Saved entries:

========

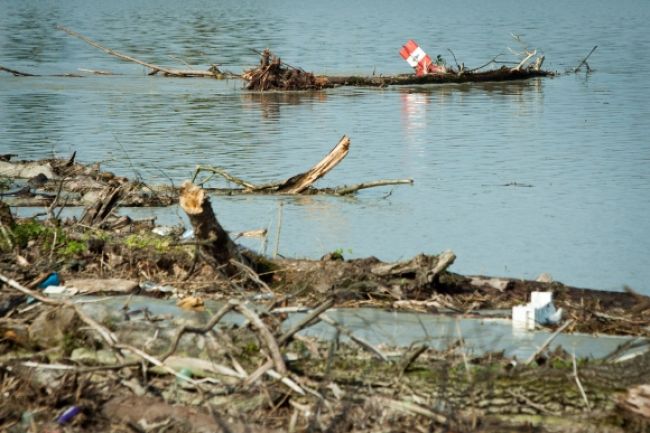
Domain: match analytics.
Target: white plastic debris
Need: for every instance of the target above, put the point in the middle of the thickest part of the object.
(539, 311)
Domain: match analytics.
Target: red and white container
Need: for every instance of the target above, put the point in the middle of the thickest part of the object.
(418, 59)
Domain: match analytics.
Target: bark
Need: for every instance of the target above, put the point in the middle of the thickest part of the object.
(215, 242)
(301, 182)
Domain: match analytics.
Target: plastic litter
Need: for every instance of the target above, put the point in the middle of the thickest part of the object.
(68, 415)
(539, 311)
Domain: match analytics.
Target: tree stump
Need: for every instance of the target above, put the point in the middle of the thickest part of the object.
(214, 242)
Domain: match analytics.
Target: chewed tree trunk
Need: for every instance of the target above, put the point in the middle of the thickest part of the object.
(216, 244)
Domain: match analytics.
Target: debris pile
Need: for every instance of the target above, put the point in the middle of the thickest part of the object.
(234, 361)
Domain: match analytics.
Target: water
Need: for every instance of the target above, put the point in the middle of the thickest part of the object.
(393, 329)
(580, 141)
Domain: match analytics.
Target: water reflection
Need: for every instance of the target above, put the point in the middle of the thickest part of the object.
(270, 103)
(28, 33)
(43, 112)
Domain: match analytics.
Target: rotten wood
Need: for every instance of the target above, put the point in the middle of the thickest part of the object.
(300, 182)
(218, 246)
(96, 213)
(213, 72)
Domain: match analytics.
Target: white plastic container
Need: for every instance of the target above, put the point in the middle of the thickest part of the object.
(539, 311)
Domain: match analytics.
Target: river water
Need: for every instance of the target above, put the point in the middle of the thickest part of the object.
(547, 175)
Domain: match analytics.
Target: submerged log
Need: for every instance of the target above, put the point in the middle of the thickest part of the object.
(301, 182)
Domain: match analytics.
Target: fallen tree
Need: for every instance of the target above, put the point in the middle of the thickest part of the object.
(69, 183)
(302, 182)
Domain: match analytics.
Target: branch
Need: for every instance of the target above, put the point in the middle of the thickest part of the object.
(300, 182)
(548, 341)
(17, 73)
(223, 173)
(308, 320)
(529, 55)
(154, 68)
(584, 61)
(493, 60)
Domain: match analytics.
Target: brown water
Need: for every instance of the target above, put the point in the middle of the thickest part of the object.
(579, 141)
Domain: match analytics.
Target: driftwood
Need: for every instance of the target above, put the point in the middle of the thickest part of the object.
(301, 183)
(213, 72)
(98, 212)
(16, 73)
(502, 74)
(216, 245)
(272, 73)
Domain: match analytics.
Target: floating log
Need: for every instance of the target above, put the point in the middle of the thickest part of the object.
(502, 74)
(302, 183)
(212, 72)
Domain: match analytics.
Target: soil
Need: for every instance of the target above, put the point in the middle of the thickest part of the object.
(125, 373)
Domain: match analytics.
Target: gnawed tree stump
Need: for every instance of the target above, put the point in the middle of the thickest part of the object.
(215, 244)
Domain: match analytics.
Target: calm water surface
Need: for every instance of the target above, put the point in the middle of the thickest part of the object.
(579, 143)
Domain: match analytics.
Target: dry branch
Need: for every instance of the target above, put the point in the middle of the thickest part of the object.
(16, 73)
(301, 182)
(584, 61)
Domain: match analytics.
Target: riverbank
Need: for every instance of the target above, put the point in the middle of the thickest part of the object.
(72, 364)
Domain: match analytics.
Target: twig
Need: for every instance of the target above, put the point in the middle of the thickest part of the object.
(277, 232)
(17, 73)
(529, 55)
(223, 173)
(407, 406)
(308, 320)
(154, 68)
(531, 403)
(410, 356)
(266, 335)
(455, 61)
(251, 274)
(345, 190)
(198, 330)
(577, 379)
(365, 345)
(548, 341)
(493, 60)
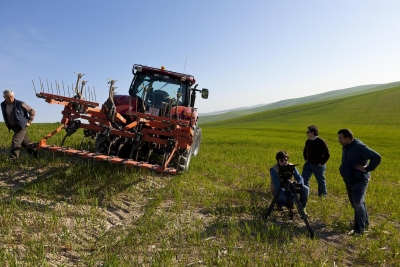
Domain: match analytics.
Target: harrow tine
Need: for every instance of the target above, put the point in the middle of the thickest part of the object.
(34, 88)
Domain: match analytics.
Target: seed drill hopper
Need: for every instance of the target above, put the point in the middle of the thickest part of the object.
(154, 127)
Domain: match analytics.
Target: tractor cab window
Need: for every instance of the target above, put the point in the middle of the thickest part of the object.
(157, 89)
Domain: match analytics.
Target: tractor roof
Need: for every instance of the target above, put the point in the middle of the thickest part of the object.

========

EXERCISE AIM — The records above are to be copied exactly, without their pictures.

PROBLEM SOLUTION —
Domain: match analytics.
Target: white plastic debris
Need: for every instance of the target above, put the point in the middle of the thickest part of the object.
(539, 311)
Domain: match analytics.
Target: red and white container
Need: for every instance of the target above, put the point in the middle of the thickest part of the object.
(418, 59)
Domain: match analytics.
Target: bark
Need: for every instance of the target above, put the point in the middle of the thickest part of the object.
(215, 242)
(301, 182)
Domain: match analytics.
Target: plastic litter
Need: for every instance of the target above, put the point in the middle of the thickest part of the object.
(68, 415)
(539, 311)
Domain: match analytics.
Target: tree stump
Need: for every instance of the target above, put the point in the middle of the thickest part of the object.
(214, 242)
Domain: match analytics.
Target: chewed tree trunk
Need: for every instance of the target above, put the point in the middle of the thickest part of the object.
(216, 244)
Domain: match analytics.
Target: debris pile
Need: for every instance of the target above, put the point in the middle of the thickest part of the object.
(234, 361)
Domain: match analytics.
Target: water
Need: for every instance of the target above, put the point in the middle of the thickest part of the object.
(393, 329)
(580, 141)
Domain: match analytics.
Target: water reflection
Need: for every instance of the target above, put the point in the middle of the thickest part of the object.
(270, 103)
(28, 33)
(43, 112)
Domain: match analytics.
Target: rotten wood
Need: for every instance of the target above, put the point in the middle of the thickest part of the object.
(300, 182)
(218, 246)
(96, 213)
(213, 72)
Domain: match analytics.
Target: white plastic container
Need: for every instance of the target above, put the point in the middle of the thickest part of the object.
(539, 311)
Domain: match analytics.
Target: river water
Need: for every instance of the target above, put the point in the middle of the thickest part of the object.
(547, 175)
Domain: match analytics.
Target: submerged log
Need: for every instance of the target above, put the point in the middle of the thickest part of the object.
(301, 182)
Domain: match analytics.
Target: fallen tree
Need: for every instance of the target above, put the point in the middle of the thickest part of the object.
(69, 183)
(302, 182)
Domain: match analytics.
Target: branch
Need: for every instance of the target above, put the point in the middle of the thickest part of the object.
(300, 182)
(548, 341)
(17, 73)
(223, 173)
(308, 320)
(529, 55)
(154, 68)
(584, 61)
(493, 60)
Domain: match analytics.
Target: brown water
Need: for every instance of the target above, put the point in the middle of the thickest part of the object.
(579, 141)
Domain: match analytics.
Target: driftwood
Need: for every instance of the target above, put the point in the middle of the thickest part of the object.
(301, 183)
(213, 72)
(98, 212)
(16, 73)
(502, 74)
(216, 245)
(272, 73)
Domain: match analytics.
Target: floating log
Need: for every instance of the target above, put the point in the middle of the thickest part of the object.
(502, 74)
(302, 183)
(212, 72)
Domain: match analytics.
Target: soil
Need: for every instance of the target above, put the point in the middle of the thickest part of the object.
(125, 373)
Domain: match analytics.
Target: gnawed tree stump
Need: for every instance of the target above, put the point in the middle of the thickest part of the object.
(215, 244)
Domain: match analytics.
Target: calm water surface
Need: for every instance of the target above, put the point in the middle of the thickest part of the object.
(579, 143)
Domain: match analytics.
Target: dry branch
Need: for every instance of the target above, put the point in the middle of the thickest part of the object.
(16, 73)
(301, 182)
(584, 61)
Domain: match analytics.
Target: riverbank
Need: for every instance of the target above, put the point in the middle of the thickest part of the object.
(72, 364)
Domain: match analytics.
Target: twig
Need: for every instance of the target above, put the point in the middle of the thickest part of the object.
(277, 232)
(17, 73)
(529, 55)
(223, 173)
(407, 406)
(308, 320)
(154, 68)
(531, 403)
(410, 356)
(266, 335)
(455, 61)
(251, 274)
(345, 190)
(198, 330)
(577, 379)
(365, 345)
(548, 341)
(493, 60)
Domain: match analytics.
Target: harrow tine
Need: for every instance of the target above, put the point in the middle of the thickest part of the object.
(34, 88)
Domain: match analytics.
Target: seed drill hopper
Need: for every instance of the target above, put the point in the middle of the thickest part of the object.
(154, 127)
Domain: match analytics.
Target: tractor cab window
Need: for every instance of the target above, put the point in the middle of the thickest part of the object.
(157, 89)
Domain: match analytics.
Target: tractor roof
Need: for every instance of the target above, put the point in the middle of the thickest part of the object.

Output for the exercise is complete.